[課題一覧]
• a. 小林幸子氏のインタビューの「第1弾・川上量生、第2弾・戀」から「ころが私たちと似てるなって。」までの部分を、「カルチャーショック」を「文化的な衝撃」に置き換えて書き直しなさい。
• b. 小林幸子氏のインタビューを、示された最後の文の後から書き進めなさい。

2006年12月12日に『ニコニコ動画(仮)』がスタートしてから間もなく10年!
数々のアイドルやクリエイターなどを生み出し、視聴者をPCの前に釘づけにしたオバケコンテンツの誕生秘話と当時の熱気をインタビューでプレイバック!
第1弾・川上量生、第2弾・戀塚昭彦に続き、まさかの“ラスボス”降臨でニコ動を騒然とさせた演歌歌謡界の女王・小林幸子(こばやし・さちこ)氏が、オタクの世界に直面して受けたカルチャーショックとは?
■演歌歌手にとってボカロは未知の世界
―そもそも、ニコニコ動画の存在は知ってましたか?
小林 名前は聞いたことありましたけど、詳しいことはまったく。初めにニコニコ生放送への出演依頼が来たときも、「それで何をするの?」ってプロモーションの一環くらいにしか思ってなくて。実際出演して、しゃべった瞬間にコメントがドーンって流れてきてびっくりしましたね。当時の私の新曲『茨(いばら)の木』のMVが流れたら「歌うまい!」ってコメントが(笑)。
―素直な感想ですね。
小林 思わず、「ありがとう」って言っちゃった(笑)。それでニコニコ動画と関わりを持つようになって、いろんな曲を聴くようになったんですけど、今まで自分のなかで聴いたことがないようなものばかりで、本当にカルチャーショックでしたよ。でもいい曲がたくさんありますよね。ヒャダインさんの曲とかも、すごくオモシロくて。
―それが「歌ってみた」初投稿の『ぼくとわたしとニコニコ動画』ですね?
小林 彼の曲は真剣にオモシロがってる感じが伝わってくるんですよ。私が紅白に出場するときも、たった3分の出演時間のためにたくさんの人が小林幸子のために寝ないで作業してあの大きな衣装を作ってくれる。そういう外から見るとバカバカしいことを、マジメにやってるところが私たちと似てるなって。
機械への挑戦
―この動画は当時、大変話題になりましたね。
小林 投稿されたとき私は北海道にいたんですけど、スタッフから電話がかかってきて、「大変なことになってます!」って言うの。家が火事になったんじゃないかと思ったら(笑)、すごい勢いで再生されてるって。見てみたらここでもコメントがスゴいことになって。投稿する前は私自身受け入れられるのか不安だったからうれしかったですね。

[記録一覧]
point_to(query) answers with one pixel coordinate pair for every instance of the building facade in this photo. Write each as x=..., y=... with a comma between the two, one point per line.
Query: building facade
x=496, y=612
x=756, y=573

==

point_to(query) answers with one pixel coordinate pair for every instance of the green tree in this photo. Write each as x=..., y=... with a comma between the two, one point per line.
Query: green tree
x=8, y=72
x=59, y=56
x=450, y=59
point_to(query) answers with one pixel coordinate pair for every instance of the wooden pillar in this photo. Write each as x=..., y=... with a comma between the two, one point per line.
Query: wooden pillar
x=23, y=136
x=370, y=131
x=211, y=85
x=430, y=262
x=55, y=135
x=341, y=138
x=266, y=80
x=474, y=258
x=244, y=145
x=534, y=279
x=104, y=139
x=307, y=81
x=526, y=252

==

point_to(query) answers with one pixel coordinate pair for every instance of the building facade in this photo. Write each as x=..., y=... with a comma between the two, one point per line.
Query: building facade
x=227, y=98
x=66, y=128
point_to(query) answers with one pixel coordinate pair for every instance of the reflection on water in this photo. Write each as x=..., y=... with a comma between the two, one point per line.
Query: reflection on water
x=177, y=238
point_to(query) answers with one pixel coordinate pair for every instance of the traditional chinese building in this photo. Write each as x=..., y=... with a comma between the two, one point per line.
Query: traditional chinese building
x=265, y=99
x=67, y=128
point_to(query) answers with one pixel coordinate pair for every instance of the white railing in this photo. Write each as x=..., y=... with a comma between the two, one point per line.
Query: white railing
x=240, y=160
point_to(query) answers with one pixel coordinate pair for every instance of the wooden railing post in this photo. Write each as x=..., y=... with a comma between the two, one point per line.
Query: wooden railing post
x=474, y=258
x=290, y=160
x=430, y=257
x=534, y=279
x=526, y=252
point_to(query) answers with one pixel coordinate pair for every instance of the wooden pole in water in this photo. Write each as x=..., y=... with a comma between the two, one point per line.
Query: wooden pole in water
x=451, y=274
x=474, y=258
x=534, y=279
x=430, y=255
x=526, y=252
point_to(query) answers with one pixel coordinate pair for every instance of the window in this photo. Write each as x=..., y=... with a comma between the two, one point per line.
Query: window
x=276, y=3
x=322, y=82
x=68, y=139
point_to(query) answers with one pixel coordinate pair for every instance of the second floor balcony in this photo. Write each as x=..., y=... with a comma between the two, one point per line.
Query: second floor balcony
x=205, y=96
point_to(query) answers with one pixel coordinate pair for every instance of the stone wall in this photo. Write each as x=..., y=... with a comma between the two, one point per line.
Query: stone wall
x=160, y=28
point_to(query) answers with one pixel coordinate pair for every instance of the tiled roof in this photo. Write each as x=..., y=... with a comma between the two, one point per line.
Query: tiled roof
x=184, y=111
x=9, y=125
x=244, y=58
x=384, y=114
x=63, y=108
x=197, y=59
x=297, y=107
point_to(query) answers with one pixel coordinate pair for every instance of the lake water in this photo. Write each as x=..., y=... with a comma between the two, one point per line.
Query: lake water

[各課題の解答]
• a.
第1弾・川上量生、第2弾・戀塚昭彦に続き、まさかの“ラスボス”降臨でニコ動を騒然とさせた演歌歌謡界の女王・小林幸子(こばやし・さちこ)氏が、オタクの世界に直面して受けた文化的な衝撃とは?
■演歌歌手にとってボカロは未知の世界
―そもそも、ニコニコ動画の存在は知ってましたか?
小林 名前は聞いたことありましたけど、詳しいことはまったく。初めにニコニコ生放送への出演依頼が来たときも、「それで何をするの?」ってプロモーションの一環くらいにしか思ってなくて。実際出演して、しゃべった瞬間にコメントがドーンって流れてきてびっくりしましたね。当時の私の新曲『茨(いばら)の木』のMVが流れたら「歌うまい!」ってコメントが(笑)。
―素直な感想ですね。
小林 思わず、「ありがとう」って言っちゃった(笑)。それでニコニコ動画と関わりを持つようになって、いろんな曲を聴くようになったんですけど、今まで自分のなかで聴いたことがないようなものばかりで、本当に文化的な衝撃でしたよ。でもいい曲がたくさんありますよね。ヒャダインさんの曲とかも、すごくオモシロくて。
―それが「歌ってみた」初投稿の『ぼくとわたしとニコニコ動画』ですね?
小林 彼の曲は真剣にオモシロがってる感じが伝わってくるんですよ。私が紅白に出場するときも、たった3分の出演時間のためにたくさんの人が小林幸子のために寝ないで作業してあの大きな衣装を作ってくれる。そういう外から見るとバカバカしいことを、マジメにやってるところが私たちと似てるなって。

• b.
―これまでさまざまなボーカロイドの歌(ボカロ曲)を歌っていますが、小林さんにとってボカロ曲の難しいところは?
小林 曲調が全然違うから、演歌の人間からしたら「よくぞこんなメロディになるな」とか、オクターブの上がり方も「この音からこの音へ行く?」みたいなことばかり。今まで培われてきた歌い手としての細胞ではなかなか入り込めなくて最初は苦労しました。
―歌うのが機械ですから、なんでもありですよね……。
小林 ボカロ曲って歌い手が人間ではないので、ブレスがないのよ(笑)。機械だったら120小節ノーブレスで歌えるけど、人間は無理。そういう問題がたくさんあったけど、聴いてるうちに悔しくなってきて、あとは機械への挑戦でした。
―「機械に負けられない」と歌手魂に火がついたんですね!! 歌詞も聞き慣れない単語が多かったのでは?
小林 『千本桜』を初めて聞いたときは和のテイストもあってすてきな曲だなって思ったけど、歌うにあたって歌詞の意味を調べたら「ICBM」やら「青藍(せいらん)の空」って単語が出てきて、「なんでこの歌詞がそうつながるの?」って自分の中で歌詞の世界観が成立しなくなっちゃって、そういうところも戦いでした。よくこの歌詞をNHKの紅白で歌えたと思います。絶対ダメだと思ったから(笑)。
紅白の衣装はコスプレ?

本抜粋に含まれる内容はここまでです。